Responda a estas perguntas com base no texto sobre as estantes e a literatura mundial:
1. De que nacionalidades eram os autores de quase todos os títulos das estantes?
2. Que acontecimento tornava 2012 um ano muito internacional para o Reino Unido?
3. Com quantos países ficou a lista final do projeto?

### TEXTO

..............................

É costume dizer-se que podemos
dizer muito sobre uma pessoa
olhando para as suas estantes.
O que dizem
as minhas estantes sobre mim?
Bom, quando me fiz
esta pergunta há uns anos,
fiz uma descoberta alarmante.
Sempre me vira como uma pessoa
bastante culta e cosmopolita.
Mas as minhas estantes
contavam uma história diferente.
Quase todos os títulos eram de autores
ingleses ou norte americanos
e quase não havia traduções.
Descobrir esta enorme falha cultural
nos meus hábitos literários foi um choque.
Quando pensei nisso,
pareceu-me uma vergonha.
Sabia que tinha de haver
histórias fantásticas
de escritores de outras nacionalidades
que não a inglesa.
E pareceu-me uma pena
que os meus hábitos literários
significassem que provavelmente
nunca as encontraria.
Então, decidi receitar a mim mesma
um curso intensivo
em literatura mundial.
O ano de 2012 ia ser um ano
muito internacional para o Reino Unido;
era o ano das Olimpíadas de Londres.
Por isso, decidi usá-lo como prazo
para tentar ler um romance,
uma seleção de contos
ou uma autobiografia
de todos os países do mundo.
E foi o que fiz.
Foi muito engraçado.
Aprendi coisas incríveis
e fiz contactos maravilhosos,
que quero partilhar hoje convosco.
Mas tudo começou
com alguns problemas práticos.
Depois de ter reunido a lista de países
que iria usar no meu projeto,
acabei por escolher a lista
das nações reconhecidas pela ONU,
à qual acrescentei Taiwan,
ficando com um total de 196 países.

..............................

### REGISTOS GUARDADOS
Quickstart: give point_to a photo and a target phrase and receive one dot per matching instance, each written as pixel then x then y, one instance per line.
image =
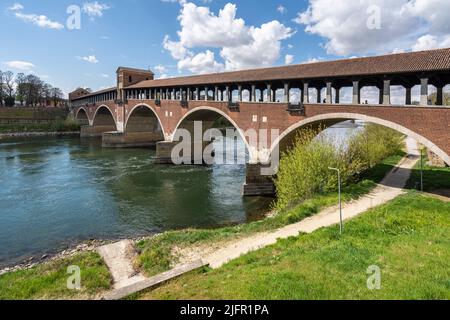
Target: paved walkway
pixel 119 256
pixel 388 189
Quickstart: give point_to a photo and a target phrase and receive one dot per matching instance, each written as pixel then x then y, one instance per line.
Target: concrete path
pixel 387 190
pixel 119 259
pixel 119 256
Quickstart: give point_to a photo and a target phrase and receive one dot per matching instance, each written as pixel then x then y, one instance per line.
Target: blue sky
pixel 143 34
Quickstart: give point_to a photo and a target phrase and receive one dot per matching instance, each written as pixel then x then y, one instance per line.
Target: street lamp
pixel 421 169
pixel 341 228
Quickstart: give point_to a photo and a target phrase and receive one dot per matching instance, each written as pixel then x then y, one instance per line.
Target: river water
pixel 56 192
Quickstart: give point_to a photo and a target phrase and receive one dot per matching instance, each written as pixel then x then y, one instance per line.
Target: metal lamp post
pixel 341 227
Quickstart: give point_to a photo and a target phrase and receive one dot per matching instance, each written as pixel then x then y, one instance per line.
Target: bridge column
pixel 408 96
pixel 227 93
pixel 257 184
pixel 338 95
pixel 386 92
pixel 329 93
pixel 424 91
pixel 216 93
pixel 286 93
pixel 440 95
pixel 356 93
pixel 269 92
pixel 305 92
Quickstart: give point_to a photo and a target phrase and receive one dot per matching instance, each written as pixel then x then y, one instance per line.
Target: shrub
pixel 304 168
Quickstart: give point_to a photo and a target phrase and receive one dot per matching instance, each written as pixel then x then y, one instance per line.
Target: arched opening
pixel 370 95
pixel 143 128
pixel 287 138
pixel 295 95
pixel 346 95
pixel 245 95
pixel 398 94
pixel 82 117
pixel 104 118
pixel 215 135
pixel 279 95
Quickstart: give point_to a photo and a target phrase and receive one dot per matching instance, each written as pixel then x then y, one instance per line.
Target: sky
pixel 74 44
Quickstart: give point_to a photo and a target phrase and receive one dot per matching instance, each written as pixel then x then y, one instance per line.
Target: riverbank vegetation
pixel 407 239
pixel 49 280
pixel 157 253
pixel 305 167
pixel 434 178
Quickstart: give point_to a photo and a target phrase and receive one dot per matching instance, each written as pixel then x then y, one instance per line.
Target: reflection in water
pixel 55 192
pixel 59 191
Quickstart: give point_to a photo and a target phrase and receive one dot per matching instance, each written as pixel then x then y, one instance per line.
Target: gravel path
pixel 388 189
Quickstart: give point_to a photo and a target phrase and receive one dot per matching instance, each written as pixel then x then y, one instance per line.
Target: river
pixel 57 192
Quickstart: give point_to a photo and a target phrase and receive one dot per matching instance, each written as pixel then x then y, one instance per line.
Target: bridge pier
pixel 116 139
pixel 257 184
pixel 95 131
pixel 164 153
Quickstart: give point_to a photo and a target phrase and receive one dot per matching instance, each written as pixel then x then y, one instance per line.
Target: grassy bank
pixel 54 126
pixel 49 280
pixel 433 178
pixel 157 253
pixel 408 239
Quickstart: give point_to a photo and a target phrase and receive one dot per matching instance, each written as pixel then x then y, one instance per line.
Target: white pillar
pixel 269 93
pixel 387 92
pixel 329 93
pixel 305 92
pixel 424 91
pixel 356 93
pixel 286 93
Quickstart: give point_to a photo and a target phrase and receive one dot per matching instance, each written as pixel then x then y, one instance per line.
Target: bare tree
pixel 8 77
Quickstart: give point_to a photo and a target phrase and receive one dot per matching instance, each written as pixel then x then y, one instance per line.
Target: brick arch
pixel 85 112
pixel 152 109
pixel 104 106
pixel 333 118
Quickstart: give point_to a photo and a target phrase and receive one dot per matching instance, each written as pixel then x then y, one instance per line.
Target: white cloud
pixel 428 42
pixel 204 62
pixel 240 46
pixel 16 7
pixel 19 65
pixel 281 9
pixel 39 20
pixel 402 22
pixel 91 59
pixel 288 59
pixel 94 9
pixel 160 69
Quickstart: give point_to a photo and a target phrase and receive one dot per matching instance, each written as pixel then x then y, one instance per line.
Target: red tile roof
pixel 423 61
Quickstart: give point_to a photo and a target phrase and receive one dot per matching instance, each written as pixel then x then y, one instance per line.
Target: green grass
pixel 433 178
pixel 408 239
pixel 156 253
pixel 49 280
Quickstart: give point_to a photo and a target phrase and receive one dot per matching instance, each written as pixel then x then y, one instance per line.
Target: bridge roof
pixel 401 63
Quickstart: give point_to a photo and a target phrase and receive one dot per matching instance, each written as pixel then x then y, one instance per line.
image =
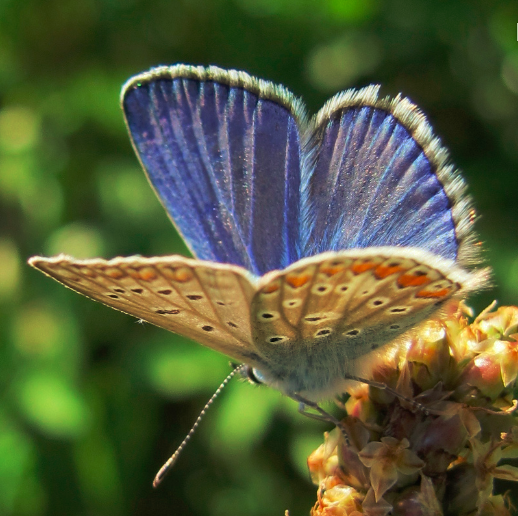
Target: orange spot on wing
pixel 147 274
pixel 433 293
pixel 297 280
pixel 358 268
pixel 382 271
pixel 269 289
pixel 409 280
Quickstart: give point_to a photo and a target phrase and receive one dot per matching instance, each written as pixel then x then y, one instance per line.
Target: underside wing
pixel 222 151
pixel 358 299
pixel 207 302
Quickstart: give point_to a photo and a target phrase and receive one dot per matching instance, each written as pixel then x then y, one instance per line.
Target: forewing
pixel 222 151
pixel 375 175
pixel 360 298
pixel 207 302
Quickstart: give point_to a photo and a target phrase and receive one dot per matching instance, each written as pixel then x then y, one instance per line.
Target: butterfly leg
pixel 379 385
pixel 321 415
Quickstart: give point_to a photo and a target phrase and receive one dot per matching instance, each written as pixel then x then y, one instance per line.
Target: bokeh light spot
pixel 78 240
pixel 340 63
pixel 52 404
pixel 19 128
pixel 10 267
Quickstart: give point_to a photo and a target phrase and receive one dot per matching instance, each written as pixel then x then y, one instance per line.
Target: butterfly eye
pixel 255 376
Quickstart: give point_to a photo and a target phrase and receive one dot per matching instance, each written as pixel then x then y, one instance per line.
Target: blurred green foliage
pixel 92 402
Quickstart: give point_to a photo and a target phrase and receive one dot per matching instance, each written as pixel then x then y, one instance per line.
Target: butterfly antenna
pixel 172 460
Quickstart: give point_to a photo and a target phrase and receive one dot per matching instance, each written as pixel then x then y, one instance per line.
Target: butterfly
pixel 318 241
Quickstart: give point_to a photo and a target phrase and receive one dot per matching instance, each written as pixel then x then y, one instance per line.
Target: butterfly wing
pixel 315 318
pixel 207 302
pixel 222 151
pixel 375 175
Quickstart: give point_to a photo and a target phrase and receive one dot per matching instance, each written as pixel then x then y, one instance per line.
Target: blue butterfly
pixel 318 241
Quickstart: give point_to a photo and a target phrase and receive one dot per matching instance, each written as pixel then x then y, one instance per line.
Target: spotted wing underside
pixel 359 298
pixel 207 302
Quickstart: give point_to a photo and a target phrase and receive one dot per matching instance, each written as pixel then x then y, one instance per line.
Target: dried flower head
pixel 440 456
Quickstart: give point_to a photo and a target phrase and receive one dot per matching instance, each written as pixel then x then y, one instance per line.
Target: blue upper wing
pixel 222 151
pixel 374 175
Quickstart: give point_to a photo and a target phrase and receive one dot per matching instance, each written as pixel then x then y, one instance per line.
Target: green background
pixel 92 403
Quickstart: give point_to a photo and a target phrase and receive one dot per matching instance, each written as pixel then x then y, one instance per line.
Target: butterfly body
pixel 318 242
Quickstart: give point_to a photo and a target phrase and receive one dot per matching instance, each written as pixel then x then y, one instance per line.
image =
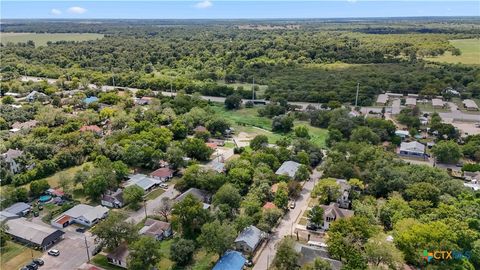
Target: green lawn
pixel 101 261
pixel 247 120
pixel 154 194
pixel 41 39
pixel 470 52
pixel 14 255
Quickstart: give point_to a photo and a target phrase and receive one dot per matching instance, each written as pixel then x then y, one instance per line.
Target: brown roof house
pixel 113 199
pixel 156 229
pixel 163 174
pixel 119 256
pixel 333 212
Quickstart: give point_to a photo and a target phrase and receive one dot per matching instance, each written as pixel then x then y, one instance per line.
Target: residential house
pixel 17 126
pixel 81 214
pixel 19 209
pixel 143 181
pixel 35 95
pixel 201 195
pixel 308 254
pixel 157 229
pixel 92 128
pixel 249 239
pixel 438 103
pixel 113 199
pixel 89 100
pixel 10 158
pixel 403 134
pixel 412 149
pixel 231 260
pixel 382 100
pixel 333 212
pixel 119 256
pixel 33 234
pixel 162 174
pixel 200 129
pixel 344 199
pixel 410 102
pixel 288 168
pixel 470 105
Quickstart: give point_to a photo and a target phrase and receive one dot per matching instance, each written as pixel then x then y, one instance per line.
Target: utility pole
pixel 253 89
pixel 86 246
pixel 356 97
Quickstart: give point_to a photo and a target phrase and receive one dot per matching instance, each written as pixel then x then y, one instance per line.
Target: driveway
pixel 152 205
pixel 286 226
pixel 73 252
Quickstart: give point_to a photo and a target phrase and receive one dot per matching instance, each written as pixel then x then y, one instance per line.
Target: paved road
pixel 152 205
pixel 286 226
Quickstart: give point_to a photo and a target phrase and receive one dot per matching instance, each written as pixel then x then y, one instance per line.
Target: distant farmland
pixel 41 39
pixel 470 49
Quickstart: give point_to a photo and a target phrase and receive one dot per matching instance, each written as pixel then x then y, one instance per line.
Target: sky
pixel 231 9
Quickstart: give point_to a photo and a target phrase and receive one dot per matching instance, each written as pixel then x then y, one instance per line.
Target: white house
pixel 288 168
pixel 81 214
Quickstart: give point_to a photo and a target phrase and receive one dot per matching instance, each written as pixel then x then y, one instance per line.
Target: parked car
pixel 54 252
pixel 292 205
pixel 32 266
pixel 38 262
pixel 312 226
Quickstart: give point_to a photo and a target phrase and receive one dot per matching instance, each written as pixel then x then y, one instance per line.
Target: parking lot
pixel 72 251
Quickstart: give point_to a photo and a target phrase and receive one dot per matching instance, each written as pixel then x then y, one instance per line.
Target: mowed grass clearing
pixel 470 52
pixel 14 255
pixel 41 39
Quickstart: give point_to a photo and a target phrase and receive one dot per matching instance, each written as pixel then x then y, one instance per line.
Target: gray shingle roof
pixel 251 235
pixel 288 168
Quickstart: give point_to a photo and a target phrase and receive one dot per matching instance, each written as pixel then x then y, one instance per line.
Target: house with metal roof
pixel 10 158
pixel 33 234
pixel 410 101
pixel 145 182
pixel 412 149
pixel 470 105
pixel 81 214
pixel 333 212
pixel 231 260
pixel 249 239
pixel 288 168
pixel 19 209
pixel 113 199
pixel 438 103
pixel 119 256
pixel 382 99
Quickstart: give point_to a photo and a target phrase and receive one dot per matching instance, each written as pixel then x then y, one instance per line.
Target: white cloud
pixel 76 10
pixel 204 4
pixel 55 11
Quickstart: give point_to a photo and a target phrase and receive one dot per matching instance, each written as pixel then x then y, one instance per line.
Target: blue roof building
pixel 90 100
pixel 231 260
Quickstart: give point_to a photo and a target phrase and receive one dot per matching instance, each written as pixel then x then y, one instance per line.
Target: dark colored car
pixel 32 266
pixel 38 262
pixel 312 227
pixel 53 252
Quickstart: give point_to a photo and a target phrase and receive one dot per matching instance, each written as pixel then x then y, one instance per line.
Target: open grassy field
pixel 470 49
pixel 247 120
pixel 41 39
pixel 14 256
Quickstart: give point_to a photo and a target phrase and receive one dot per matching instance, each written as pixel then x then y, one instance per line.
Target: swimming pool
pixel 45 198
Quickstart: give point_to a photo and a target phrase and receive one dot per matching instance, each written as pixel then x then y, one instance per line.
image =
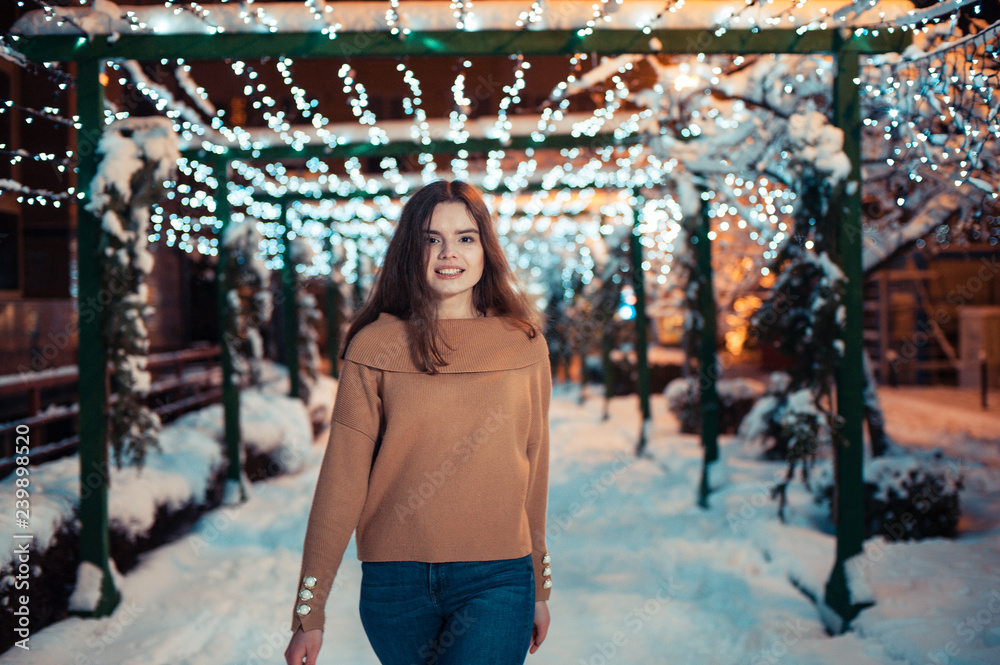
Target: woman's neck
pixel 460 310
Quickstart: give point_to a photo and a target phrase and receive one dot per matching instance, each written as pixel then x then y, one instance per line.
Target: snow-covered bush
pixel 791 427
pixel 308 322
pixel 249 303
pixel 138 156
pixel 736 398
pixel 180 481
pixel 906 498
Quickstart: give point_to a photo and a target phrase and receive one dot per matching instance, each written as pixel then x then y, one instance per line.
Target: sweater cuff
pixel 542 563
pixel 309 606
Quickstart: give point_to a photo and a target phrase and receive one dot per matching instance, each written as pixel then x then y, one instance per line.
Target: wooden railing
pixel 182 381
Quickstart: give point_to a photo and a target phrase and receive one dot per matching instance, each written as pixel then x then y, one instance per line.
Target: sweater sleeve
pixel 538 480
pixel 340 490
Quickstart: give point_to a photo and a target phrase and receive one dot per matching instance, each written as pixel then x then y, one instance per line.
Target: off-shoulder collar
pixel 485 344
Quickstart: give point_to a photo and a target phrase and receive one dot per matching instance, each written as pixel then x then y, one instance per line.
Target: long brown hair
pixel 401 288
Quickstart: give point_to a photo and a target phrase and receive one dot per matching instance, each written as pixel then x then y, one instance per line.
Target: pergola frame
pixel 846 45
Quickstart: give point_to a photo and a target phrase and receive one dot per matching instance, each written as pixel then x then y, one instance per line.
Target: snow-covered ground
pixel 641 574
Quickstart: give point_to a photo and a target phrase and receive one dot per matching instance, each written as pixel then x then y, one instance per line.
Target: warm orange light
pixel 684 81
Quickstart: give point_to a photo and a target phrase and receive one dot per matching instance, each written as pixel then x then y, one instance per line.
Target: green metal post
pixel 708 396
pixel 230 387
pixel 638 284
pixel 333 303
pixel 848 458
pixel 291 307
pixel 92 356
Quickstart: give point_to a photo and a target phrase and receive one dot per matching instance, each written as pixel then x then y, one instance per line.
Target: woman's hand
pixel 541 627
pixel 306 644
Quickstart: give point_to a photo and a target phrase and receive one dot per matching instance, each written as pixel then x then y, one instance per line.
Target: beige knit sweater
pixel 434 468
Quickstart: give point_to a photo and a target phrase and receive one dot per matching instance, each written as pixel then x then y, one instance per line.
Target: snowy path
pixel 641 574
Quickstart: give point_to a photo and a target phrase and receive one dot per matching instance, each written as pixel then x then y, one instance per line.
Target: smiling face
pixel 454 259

..............................

### RESPOSTA À TAREFA
1. Quase todos os títulos eram de autores ingleses ou norte-americanos.
2. Em 2012 realizaram-se as Olimpíadas de Londres.
3. A lista ficou com um total de 196 países.